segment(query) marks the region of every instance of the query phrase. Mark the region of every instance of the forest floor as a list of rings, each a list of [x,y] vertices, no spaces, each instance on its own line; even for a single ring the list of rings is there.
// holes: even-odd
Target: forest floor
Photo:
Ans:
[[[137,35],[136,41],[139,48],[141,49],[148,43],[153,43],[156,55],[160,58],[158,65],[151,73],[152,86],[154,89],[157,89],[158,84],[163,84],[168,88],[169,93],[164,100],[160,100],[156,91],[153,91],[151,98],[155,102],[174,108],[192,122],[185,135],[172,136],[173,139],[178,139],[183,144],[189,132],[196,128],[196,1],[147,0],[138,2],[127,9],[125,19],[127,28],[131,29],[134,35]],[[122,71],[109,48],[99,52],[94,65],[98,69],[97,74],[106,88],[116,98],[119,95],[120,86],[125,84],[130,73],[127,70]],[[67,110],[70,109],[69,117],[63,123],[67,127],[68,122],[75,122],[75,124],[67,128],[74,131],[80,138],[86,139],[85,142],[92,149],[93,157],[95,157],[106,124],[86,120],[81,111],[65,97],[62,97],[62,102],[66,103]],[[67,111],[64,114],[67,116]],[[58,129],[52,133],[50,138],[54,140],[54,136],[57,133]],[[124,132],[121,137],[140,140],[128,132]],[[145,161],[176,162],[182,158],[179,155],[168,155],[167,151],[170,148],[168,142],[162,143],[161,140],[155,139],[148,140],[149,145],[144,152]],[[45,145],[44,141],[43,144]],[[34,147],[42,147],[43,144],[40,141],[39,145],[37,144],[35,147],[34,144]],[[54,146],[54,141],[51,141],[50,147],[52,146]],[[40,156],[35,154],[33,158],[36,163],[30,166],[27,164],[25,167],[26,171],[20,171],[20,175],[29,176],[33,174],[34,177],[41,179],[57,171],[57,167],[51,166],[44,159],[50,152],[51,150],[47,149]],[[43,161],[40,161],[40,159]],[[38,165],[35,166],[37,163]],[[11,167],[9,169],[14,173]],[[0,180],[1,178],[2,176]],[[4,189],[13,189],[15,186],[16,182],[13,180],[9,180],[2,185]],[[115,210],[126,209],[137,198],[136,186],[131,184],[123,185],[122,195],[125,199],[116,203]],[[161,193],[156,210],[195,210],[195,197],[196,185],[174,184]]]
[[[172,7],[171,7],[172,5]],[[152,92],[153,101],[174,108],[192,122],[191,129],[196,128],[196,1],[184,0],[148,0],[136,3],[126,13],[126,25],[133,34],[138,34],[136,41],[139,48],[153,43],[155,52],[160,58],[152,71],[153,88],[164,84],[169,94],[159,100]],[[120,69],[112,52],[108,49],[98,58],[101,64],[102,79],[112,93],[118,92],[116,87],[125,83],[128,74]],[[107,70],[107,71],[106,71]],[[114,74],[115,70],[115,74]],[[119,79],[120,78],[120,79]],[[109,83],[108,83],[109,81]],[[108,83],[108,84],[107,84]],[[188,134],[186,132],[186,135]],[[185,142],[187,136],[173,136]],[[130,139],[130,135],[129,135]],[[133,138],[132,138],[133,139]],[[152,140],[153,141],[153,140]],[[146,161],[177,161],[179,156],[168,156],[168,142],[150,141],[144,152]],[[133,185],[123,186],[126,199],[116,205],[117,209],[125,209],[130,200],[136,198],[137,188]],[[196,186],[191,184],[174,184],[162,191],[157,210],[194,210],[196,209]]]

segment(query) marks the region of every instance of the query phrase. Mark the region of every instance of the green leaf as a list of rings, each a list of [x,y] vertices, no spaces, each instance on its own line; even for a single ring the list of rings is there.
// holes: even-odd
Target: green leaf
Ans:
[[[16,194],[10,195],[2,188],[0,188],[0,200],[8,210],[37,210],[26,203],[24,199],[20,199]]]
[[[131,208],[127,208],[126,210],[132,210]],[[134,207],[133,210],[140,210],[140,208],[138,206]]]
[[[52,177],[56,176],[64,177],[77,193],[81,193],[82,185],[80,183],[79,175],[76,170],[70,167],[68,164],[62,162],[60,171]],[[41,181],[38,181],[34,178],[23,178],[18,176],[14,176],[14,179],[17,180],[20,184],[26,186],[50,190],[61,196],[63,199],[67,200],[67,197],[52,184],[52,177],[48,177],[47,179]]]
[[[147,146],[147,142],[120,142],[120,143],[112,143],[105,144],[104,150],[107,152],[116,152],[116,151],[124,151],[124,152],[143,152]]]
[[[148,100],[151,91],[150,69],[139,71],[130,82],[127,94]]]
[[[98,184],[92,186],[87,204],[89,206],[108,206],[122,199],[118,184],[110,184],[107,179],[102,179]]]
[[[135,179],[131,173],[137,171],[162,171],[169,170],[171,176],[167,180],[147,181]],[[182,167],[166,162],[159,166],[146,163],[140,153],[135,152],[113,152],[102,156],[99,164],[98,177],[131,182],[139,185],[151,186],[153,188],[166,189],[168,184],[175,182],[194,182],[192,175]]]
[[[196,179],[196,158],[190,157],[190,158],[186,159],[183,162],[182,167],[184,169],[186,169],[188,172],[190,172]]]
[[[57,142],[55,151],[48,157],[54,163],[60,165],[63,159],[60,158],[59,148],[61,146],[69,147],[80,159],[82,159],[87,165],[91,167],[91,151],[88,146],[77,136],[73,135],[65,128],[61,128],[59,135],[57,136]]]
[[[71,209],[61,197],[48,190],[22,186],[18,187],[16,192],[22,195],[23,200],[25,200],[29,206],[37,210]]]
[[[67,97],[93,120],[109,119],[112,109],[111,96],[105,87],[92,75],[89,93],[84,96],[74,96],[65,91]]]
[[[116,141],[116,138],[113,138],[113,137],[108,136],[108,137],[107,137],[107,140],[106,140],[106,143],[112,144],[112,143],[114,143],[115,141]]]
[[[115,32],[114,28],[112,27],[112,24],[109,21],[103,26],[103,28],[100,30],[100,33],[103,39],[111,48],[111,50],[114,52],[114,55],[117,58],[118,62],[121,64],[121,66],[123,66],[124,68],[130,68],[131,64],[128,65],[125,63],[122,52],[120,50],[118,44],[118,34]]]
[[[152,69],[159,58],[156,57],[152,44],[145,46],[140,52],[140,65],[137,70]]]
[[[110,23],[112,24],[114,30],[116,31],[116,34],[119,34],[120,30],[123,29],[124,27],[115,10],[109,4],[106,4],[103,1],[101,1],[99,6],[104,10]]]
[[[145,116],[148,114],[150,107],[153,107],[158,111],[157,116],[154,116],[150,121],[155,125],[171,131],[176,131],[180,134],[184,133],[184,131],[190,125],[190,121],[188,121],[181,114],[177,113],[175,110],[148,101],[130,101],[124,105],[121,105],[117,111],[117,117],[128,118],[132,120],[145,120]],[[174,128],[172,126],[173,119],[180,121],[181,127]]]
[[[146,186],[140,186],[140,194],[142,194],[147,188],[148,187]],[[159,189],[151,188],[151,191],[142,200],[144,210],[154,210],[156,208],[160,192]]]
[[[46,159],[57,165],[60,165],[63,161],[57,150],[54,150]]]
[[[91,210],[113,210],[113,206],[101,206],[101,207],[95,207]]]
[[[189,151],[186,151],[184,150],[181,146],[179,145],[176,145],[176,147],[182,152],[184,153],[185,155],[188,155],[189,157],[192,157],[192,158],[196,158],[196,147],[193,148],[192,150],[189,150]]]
......
> THE REQUEST
Faithfully reproduce all of the records, character for character.

> SOLUTION TO THIS PROBLEM
segment(query) marks the region of every instance of the query phrase. Mark the region of every instance of the forest floor as a list of rings, each a list of [x,y] vertices, no spaces, each instance on its own line; even for a single ring the list of rings is there.
// holes: even-odd
Target: forest floor
Photo:
Ans:
[[[137,35],[136,41],[139,48],[141,49],[148,43],[153,43],[156,55],[160,58],[158,65],[151,73],[152,86],[154,89],[157,89],[158,84],[163,84],[168,88],[169,93],[164,100],[160,100],[156,91],[153,91],[151,98],[155,102],[174,108],[192,122],[185,135],[172,136],[173,139],[178,139],[183,144],[189,132],[196,128],[196,1],[147,0],[138,2],[127,9],[125,19],[127,28],[131,29],[134,35]],[[122,71],[109,48],[99,52],[94,65],[98,69],[97,74],[106,88],[116,98],[119,95],[120,86],[125,84],[130,73],[127,70]],[[67,110],[70,109],[69,117],[63,123],[67,127],[68,122],[75,122],[75,124],[67,128],[74,131],[80,138],[86,139],[85,142],[92,149],[93,157],[95,157],[106,124],[86,120],[81,111],[65,97],[62,97],[62,102],[66,103]],[[67,111],[64,114],[67,116]],[[58,129],[52,133],[50,138],[54,140],[54,136],[57,133]],[[124,132],[121,137],[140,140],[128,132]],[[145,161],[176,162],[182,158],[179,155],[168,155],[167,151],[170,148],[168,142],[162,143],[161,140],[155,139],[148,140],[149,145],[144,152]],[[45,145],[44,141],[43,144]],[[34,147],[42,147],[43,144],[40,141],[39,145],[37,144],[35,147],[34,144]],[[54,146],[54,141],[51,141],[50,147],[52,146]],[[40,156],[35,154],[33,158],[36,163],[30,166],[27,164],[25,167],[26,171],[20,171],[20,175],[29,176],[33,174],[34,177],[41,179],[57,171],[57,167],[51,166],[44,159],[50,152],[51,150],[47,149]],[[43,161],[40,161],[40,159]],[[38,165],[35,166],[37,163]],[[11,167],[9,169],[14,173]],[[0,180],[1,178],[2,176]],[[4,189],[13,189],[15,186],[16,182],[13,180],[9,180],[2,185]],[[115,210],[126,209],[137,198],[136,186],[131,184],[123,185],[122,195],[125,199],[116,203]],[[161,193],[156,210],[195,210],[195,197],[196,185],[174,184]]]
[[[172,7],[171,7],[172,5]],[[152,92],[153,101],[174,108],[192,122],[191,129],[196,128],[196,1],[184,0],[148,0],[136,3],[126,13],[126,25],[133,34],[138,34],[136,41],[139,48],[153,43],[155,52],[160,58],[152,71],[153,88],[164,84],[169,94],[159,100]],[[120,69],[112,52],[108,49],[98,58],[101,64],[102,79],[112,93],[118,92],[116,87],[125,83],[128,74]],[[107,70],[107,71],[106,71]],[[114,74],[115,70],[115,74]],[[119,79],[120,78],[120,79]],[[109,83],[108,83],[109,81]],[[108,83],[108,84],[107,84]],[[188,134],[186,132],[186,135]],[[185,142],[187,136],[173,136]],[[130,139],[130,135],[129,135]],[[133,138],[132,138],[133,139]],[[152,140],[153,141],[153,140]],[[146,161],[177,161],[179,156],[168,156],[168,142],[150,141],[144,152]],[[133,185],[123,186],[126,199],[116,205],[117,209],[125,209],[130,200],[136,198],[137,188]],[[196,186],[191,184],[174,184],[162,191],[157,210],[194,210],[196,209]]]

segment(query) marks the region of every instance of the query phrase. Mark the region of every instance of the green leaf as a list of rings, each a list of [x,y] vertices, no spaces, each instance on its own line; even for a single ring the list of rings is there.
// holes: even-odd
Target: green leaf
Ans:
[[[16,194],[10,195],[2,188],[0,188],[0,200],[8,210],[37,210],[26,203],[24,199],[20,199]]]
[[[131,208],[127,208],[126,210],[132,210]],[[134,207],[133,210],[140,210],[140,208],[138,206]]]
[[[52,177],[56,176],[64,177],[77,193],[81,193],[82,185],[80,183],[79,175],[76,170],[70,167],[68,164],[62,162],[60,171]],[[41,181],[38,181],[34,178],[23,178],[18,176],[14,176],[14,179],[17,180],[20,184],[26,186],[50,190],[61,196],[63,199],[67,200],[67,197],[52,184],[52,177],[48,177],[47,179]]]
[[[147,146],[147,142],[120,142],[120,143],[112,143],[105,144],[104,150],[107,152],[116,152],[116,151],[124,151],[124,152],[143,152]]]
[[[148,100],[151,91],[150,69],[139,71],[130,82],[127,94]]]
[[[98,184],[92,186],[87,204],[89,206],[108,206],[122,199],[118,184],[110,184],[107,179],[102,179]]]
[[[135,179],[131,173],[137,171],[162,171],[169,170],[171,176],[167,180],[147,181]],[[182,167],[166,162],[159,166],[146,163],[140,153],[135,152],[113,152],[102,156],[99,164],[98,177],[131,182],[139,185],[151,186],[153,188],[166,189],[168,184],[175,182],[194,182],[192,175]]]
[[[196,179],[196,158],[190,157],[190,158],[186,159],[183,162],[182,167],[184,169],[186,169],[188,172],[190,172]]]
[[[57,142],[55,151],[48,157],[54,163],[60,165],[63,159],[60,158],[59,148],[61,146],[69,147],[80,159],[82,159],[87,165],[91,167],[91,151],[88,146],[77,136],[73,135],[65,128],[61,128],[59,135],[57,136]]]
[[[71,209],[61,197],[48,190],[22,186],[18,187],[16,192],[22,195],[23,200],[25,200],[29,206],[37,210]]]
[[[67,97],[93,120],[109,119],[112,109],[111,96],[105,87],[92,75],[89,93],[84,96],[74,96],[65,91]]]
[[[116,141],[116,138],[113,138],[113,137],[108,136],[108,137],[107,137],[107,140],[106,140],[106,143],[112,144],[112,143],[114,143],[115,141]]]
[[[115,32],[114,28],[112,27],[112,24],[109,21],[103,26],[103,28],[100,30],[100,33],[103,39],[111,48],[111,50],[114,52],[114,55],[117,58],[118,62],[121,64],[121,66],[123,66],[124,68],[130,68],[131,64],[128,65],[125,63],[122,52],[120,50],[118,44],[118,34]]]
[[[152,69],[159,58],[156,57],[152,44],[145,46],[140,52],[140,65],[137,70]]]
[[[110,23],[112,24],[114,30],[116,31],[116,34],[119,34],[120,30],[123,29],[124,27],[115,10],[109,4],[106,4],[103,1],[101,1],[99,6],[104,10]]]
[[[145,116],[148,114],[150,107],[153,107],[158,111],[157,116],[154,116],[150,121],[155,125],[171,131],[176,131],[180,134],[184,133],[184,131],[190,125],[190,121],[188,121],[181,114],[177,113],[175,110],[148,101],[130,101],[124,105],[121,105],[117,111],[117,117],[128,118],[132,120],[145,120]],[[174,128],[172,126],[173,119],[180,121],[181,127]]]
[[[146,186],[140,186],[140,194],[142,194],[147,188],[148,187]],[[159,189],[151,188],[151,191],[142,200],[144,210],[154,210],[156,208],[160,192]]]
[[[46,159],[57,165],[60,165],[63,161],[57,150],[54,150]]]
[[[91,210],[113,210],[113,206],[101,206],[101,207],[95,207]]]
[[[189,151],[186,151],[184,150],[181,146],[179,145],[176,145],[176,147],[182,152],[184,153],[185,155],[188,155],[189,157],[192,157],[192,158],[196,158],[196,147],[193,148],[192,150],[189,150]]]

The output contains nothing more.